## Description of the task
Would you restate each entry word for word, omitting the pictures?

## Supplied records
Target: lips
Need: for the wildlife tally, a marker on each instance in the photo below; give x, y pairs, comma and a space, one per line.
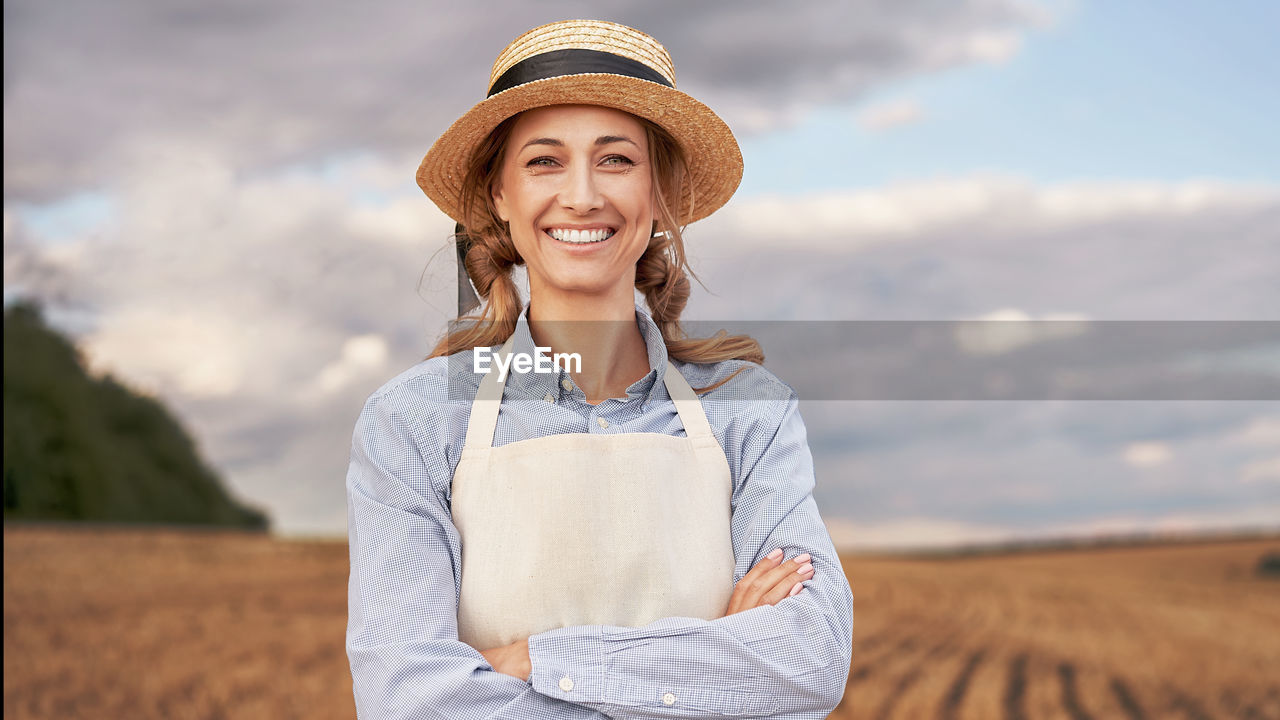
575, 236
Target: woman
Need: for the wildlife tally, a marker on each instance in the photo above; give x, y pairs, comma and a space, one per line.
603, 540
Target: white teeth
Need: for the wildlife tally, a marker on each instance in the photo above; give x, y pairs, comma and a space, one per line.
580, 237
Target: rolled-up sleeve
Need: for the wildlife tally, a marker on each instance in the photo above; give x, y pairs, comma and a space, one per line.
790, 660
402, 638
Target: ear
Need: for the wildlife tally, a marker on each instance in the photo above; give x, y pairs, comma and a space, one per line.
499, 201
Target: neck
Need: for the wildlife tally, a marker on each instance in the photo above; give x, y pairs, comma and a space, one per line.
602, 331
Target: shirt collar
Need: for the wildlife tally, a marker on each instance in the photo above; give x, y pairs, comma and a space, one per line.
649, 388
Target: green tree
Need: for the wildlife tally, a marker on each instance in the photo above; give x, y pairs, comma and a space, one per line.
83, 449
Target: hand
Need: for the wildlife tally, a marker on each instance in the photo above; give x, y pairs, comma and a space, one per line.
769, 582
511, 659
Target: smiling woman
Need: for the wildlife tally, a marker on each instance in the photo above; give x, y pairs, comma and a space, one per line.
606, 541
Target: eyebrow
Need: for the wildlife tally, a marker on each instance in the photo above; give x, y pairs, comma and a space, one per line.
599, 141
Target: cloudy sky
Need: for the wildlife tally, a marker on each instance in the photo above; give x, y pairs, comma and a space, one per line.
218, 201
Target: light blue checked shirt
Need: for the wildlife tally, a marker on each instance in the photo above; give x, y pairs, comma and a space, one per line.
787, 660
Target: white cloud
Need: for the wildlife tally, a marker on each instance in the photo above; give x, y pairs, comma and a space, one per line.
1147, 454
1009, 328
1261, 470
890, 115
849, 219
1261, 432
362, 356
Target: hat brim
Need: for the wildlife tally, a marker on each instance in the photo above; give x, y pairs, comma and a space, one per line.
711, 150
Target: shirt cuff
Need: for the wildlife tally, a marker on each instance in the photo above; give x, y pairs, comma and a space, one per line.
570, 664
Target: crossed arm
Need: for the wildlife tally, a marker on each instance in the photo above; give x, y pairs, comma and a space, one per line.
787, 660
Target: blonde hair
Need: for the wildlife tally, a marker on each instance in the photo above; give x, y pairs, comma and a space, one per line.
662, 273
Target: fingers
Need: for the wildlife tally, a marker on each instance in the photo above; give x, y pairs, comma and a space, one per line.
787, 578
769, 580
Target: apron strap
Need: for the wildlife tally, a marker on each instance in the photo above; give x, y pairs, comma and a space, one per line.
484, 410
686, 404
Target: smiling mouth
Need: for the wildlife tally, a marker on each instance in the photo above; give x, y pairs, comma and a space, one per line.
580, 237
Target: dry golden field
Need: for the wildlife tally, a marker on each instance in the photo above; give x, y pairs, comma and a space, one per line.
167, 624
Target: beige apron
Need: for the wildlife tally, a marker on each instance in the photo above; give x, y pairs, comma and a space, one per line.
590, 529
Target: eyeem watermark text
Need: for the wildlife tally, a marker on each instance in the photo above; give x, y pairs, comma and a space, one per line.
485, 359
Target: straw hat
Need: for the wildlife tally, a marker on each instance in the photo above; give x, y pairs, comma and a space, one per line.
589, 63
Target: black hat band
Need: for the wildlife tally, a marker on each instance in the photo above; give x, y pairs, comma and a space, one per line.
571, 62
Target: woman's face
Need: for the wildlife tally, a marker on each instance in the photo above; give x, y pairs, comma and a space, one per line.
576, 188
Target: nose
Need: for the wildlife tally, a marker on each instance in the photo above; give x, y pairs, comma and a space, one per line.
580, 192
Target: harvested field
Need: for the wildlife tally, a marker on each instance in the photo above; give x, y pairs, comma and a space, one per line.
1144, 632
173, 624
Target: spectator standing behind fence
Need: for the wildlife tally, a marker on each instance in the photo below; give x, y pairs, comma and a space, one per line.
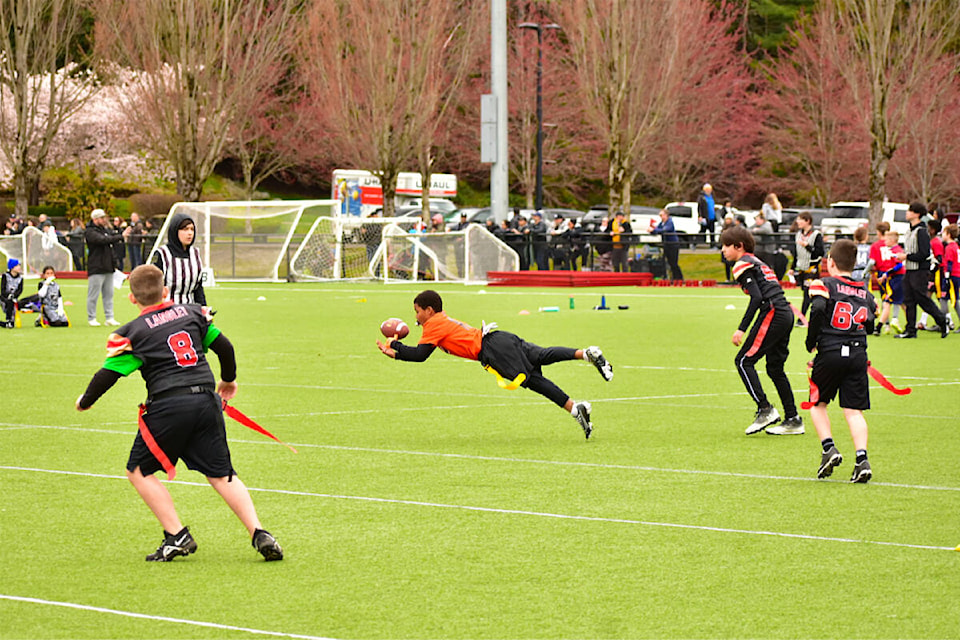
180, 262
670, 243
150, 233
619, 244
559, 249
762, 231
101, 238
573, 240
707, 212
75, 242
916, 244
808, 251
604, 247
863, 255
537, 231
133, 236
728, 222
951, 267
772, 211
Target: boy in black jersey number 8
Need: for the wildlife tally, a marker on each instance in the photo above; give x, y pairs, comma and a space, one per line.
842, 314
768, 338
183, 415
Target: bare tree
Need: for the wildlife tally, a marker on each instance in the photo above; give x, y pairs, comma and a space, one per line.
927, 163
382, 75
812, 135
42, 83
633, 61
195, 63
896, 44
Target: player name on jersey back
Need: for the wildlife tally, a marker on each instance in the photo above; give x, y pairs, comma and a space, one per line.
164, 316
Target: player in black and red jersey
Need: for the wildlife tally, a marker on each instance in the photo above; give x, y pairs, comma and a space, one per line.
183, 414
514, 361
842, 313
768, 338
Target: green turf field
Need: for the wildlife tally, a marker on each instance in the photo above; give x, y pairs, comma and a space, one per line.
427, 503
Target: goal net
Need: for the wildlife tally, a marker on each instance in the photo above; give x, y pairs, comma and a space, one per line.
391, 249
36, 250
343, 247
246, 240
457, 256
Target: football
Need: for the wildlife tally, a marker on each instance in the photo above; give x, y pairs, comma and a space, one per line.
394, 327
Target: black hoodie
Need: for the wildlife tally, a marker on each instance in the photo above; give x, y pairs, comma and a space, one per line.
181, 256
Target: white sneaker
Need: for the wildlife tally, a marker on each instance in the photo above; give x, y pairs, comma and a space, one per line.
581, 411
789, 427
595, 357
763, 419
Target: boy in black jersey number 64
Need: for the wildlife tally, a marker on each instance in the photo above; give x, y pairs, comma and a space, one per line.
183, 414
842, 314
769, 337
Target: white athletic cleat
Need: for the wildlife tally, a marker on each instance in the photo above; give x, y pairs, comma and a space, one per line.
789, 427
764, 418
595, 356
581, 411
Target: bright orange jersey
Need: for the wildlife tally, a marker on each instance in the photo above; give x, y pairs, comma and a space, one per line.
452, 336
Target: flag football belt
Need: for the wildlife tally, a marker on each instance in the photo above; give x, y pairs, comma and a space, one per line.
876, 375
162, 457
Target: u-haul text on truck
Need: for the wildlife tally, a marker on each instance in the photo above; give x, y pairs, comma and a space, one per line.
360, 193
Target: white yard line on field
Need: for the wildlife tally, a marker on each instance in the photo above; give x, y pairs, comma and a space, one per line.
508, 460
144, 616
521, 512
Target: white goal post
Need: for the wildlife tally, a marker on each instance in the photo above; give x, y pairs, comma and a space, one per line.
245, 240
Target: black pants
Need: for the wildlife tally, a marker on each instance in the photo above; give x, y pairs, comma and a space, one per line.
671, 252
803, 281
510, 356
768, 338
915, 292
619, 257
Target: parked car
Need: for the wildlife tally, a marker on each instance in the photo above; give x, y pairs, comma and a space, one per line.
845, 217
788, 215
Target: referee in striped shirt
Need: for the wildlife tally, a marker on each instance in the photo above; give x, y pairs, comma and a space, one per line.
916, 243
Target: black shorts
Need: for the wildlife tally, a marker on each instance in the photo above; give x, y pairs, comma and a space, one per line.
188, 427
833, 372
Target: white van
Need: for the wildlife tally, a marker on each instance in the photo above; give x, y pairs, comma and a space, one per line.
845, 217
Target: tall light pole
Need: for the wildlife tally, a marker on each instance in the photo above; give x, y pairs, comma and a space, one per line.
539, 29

## Solution for this exercise
Target: lips
Need: for the wildlife tally, a marker on each instance in the photo below; give x, y pairs, comma and a space, one per line.
575, 236
Target: woman
Need: for the wildlife tally, a marker on each instance in the photo above; give x, y pairs, comma and a space, one per line.
603, 540
Target: white teeth
Need: for the wildlife tally, a marker on each instance in the photo above; give x, y pairs, comma and a space, one per line.
580, 237
Target: rolled-up sleeve
Need: for the wildlife tally, a marker on each instance in the photo above; give x, y pairs, comma and a space, one per line.
790, 660
402, 638
Target: ear
Need: for the wildlife tally, a marker on each instance in the photo above; give x, y pairs, comma and a space, one per line.
499, 201
Target: neck
Need: for the wildlife tally, a marker on each instance in the photo above; give x, y pairs, comma and a space, one per line.
602, 331
Target: shirt collar
Need: for the wildlife tally, a marker on each instance in the photo above; give x, y pairs, comma and a space, one per line.
649, 388
Target: green tree
Need: for the wildlife tally, a marker on each instance in the photo above; give x, y pairs, comma and a space, one per line.
83, 449
Target: hand
Need: for the wildlife tally, a marker on each instance in the photo above; give x, y pairs, comma and a space, one per line.
769, 582
511, 659
Target: smiling woman
Need: for the wildlife tally, a marker on each instance in the photo above; give x, y pairs, comma and a space, one per line.
606, 541
Target: eyebrow
Need: for the wildlife tally, a marker on each instance in the photo above; give x, y pairs, comma and a space, one per line.
599, 141
Target: cloudy sky
Need: for the wildlife tally, a marker on each instance in the photo above; give x, y pairs, comma and a space, one per line.
218, 201
Target: light blue checked shirt
Need: for the wildlife tally, a marker on each instance in the photo above; give x, y pairs, comma and a space, one per line.
787, 660
Target: white cloud
Need: for the wildlife tally, a marker on each instance in the photo above; give x, y pairs, comma and a space, one per line.
1147, 454
1009, 328
1261, 470
890, 115
849, 219
1261, 432
362, 356
Target: hat brim
Need: for the wildlife tally, a marker on each instance in the photo above; give x, y pairs, comma and a space, one per line.
711, 150
Target: shirt cuff
Need: for the wildlife tally, a marker on each instance in the photo above; give x, y pairs, comma and a space, one per line.
570, 664
Target: crossed arm
Need: for the wildlife tally, a marker on each instance in the photo above; give x, y pairs, comma and a space, one per line.
787, 660
Target: blonde hair
Need: for the wildlife tally, a marker on each instance in the photo above; give x, y pairs, comma and a space, one per line.
662, 273
Target: fingers
Need: for the wildlife tally, a marker on each instance in the photo above; give x, y pairs, comma and a space, one per line.
787, 578
769, 580
Target: apron strap
Need: for the wildlife tally, a marker on each instance in the photo above; give x, y pairs, comma and a space, one per line.
484, 410
686, 404
Target: smiling mouth
Need: for the wildlife tally, a marker on each instance in the photo above; give x, y pairs, comma and a space, one per line.
580, 237
Target: dry golden field
Need: for the wildlife tally, a marker on each instance in the photo above; give x, y pairs, comma and a space, one per line.
167, 624
Target: beige apron
Need: for the wildlife tally, a marker on each instance in the photo above; give x, y pairs, comma and a space, one per line.
590, 529
Target: eyeem watermark text
Need: for the wildlife tally, a marker on each instance in the photo above; give x, y pairs, comma and a space, one per line.
485, 359
Target: straw hat
Need: for the wildlife tally, a marker on each instance in the photo above; give x, y pairs, comma and a space, one per line.
589, 63
Target: black hat band
Need: for the wildlife tally, a marker on each instance in the photo above; give x, y pairs, comma and a space, one per line.
571, 62
Target: woman's face
Need: for the wildlife tally, a marker on each instance in the photo above; give x, y pairs, comma and a space, one per line.
576, 188
Target: nose
Need: for the wildlife tally, a marker on each instance in the photo above; give x, y pairs, comma and a space, one per line.
580, 192
Target: harvested field
Need: for the wildlife tally, a marker on each instance in the photo above; give x, y pairs, comma and a space, one per line.
1144, 632
173, 624
Target: spectator standing behind fence
Need: for the wildlife tally, a marker on each instance in the photo below; give x, y pairs, comma and a space, one per line.
180, 262
670, 243
150, 233
619, 244
559, 249
762, 231
101, 238
573, 240
707, 212
75, 242
916, 244
808, 251
604, 247
863, 255
537, 231
133, 236
728, 222
951, 267
772, 211
Target: boy in black jersey number 8
Need: for the wildlife tally, a marker on each instance in the photo above; give x, y pairs, comma and a space, one per line.
842, 314
768, 338
183, 415
Target: bare tree
Need: for the wildlife tally, a marker on each instance in the photo above; give x, y pairs, comma and a space, one per line.
927, 163
382, 75
812, 135
42, 83
633, 61
195, 63
896, 44
Target: player name on jersey back
Need: for the wildlife tally, a marker on each instance in the photo above; give x, y pairs, comma and a space, one per line.
164, 316
Target: player in black and red jersey
Need: for the wildlife tally, a marker on each instance in the photo above; give x, y pairs, comma and a space, one per line.
183, 414
514, 361
842, 313
768, 338
Target: green turf field
Need: for the wildlife tally, a marker on each instance in the photo above; give x, y pairs, comma and a space, one per line.
427, 503
Target: goal net
Need: for the wildlife tally, a marker on each instance in the photo above; give x, y pairs, comma and a space, one per line.
391, 249
36, 250
343, 247
246, 240
457, 256
Target: football
Need: for the wildlife tally, a marker on each instance in the photo above; give x, y pairs, comma and a space, one per line.
394, 327
Target: black hoodie
Need: for the wildlife tally, a marker on each instance in the photo above; give x, y pairs, comma and a space, one per line.
181, 256
Target: white sneaker
Need: for the wildlife tally, a marker on each instance in the photo above; give x, y pairs, comma and a space, one per line.
581, 411
789, 427
595, 357
763, 419
Target: boy in black jersey number 64
Need: for the wildlife tally, a marker on each instance in the photo above; give x, y pairs, comma and a space, one per line.
183, 414
842, 314
769, 337
Target: white athletic cleat
Need: for the wildlife tally, a marker on each instance in the photo above; give x, y pairs, comma and a space, one per line.
789, 427
764, 418
595, 356
581, 411
Target: bright orange jersey
Need: for the wildlife tally, a marker on each instance in the photo above; give x, y pairs, comma and a space, one per line.
452, 336
Target: flag football belt
Need: for the wildlife tally, a marker on each instance in the photo above; give x, y pairs, comma and a space, one per line.
876, 375
162, 457
Target: u-haul text on truck
Need: for the wildlife tally, a marker on each instance in the photo above; give x, y pairs, comma and a space, one per line.
360, 193
Target: white yard line on field
Need: for the wildlife tally, a marker on each instance in the photo above; give x, y pairs, comma and a space, one per line.
508, 460
144, 616
521, 512
Target: white goal post
Need: for the wildlife tally, a marker on each instance in the photo above; give x, y pairs, comma and a space, one per line.
245, 240
Target: black pants
Need: for the wildlife tally, a marker on each instance in the photo above; give x, y pairs, comma and a space, one per line.
671, 252
803, 281
510, 356
768, 338
915, 292
619, 257
Target: parked car
Need: for the wildlife tally, a marker on each instance in the photo above; give x, y pairs, comma and a space, one per line.
845, 217
788, 215
Target: referee in striped shirt
Need: for the wildlife tally, a marker on each instance in the photo above; give x, y pairs, comma and a space, one per line.
916, 243
Target: black shorts
Need: for the wildlife tally, a marker on each instance in the photo above; give x, y pairs, comma and a space, one per line.
188, 427
833, 372
Target: white van
Need: for the wildlife tally, a marker on each instance in the photo above; give x, y pairs, comma and a space, one per line.
845, 217
Target: tall light pole
Need: for the wildlife tally, a marker on each instance in the photo above; give x, y pairs, comma and a space, one per line.
539, 29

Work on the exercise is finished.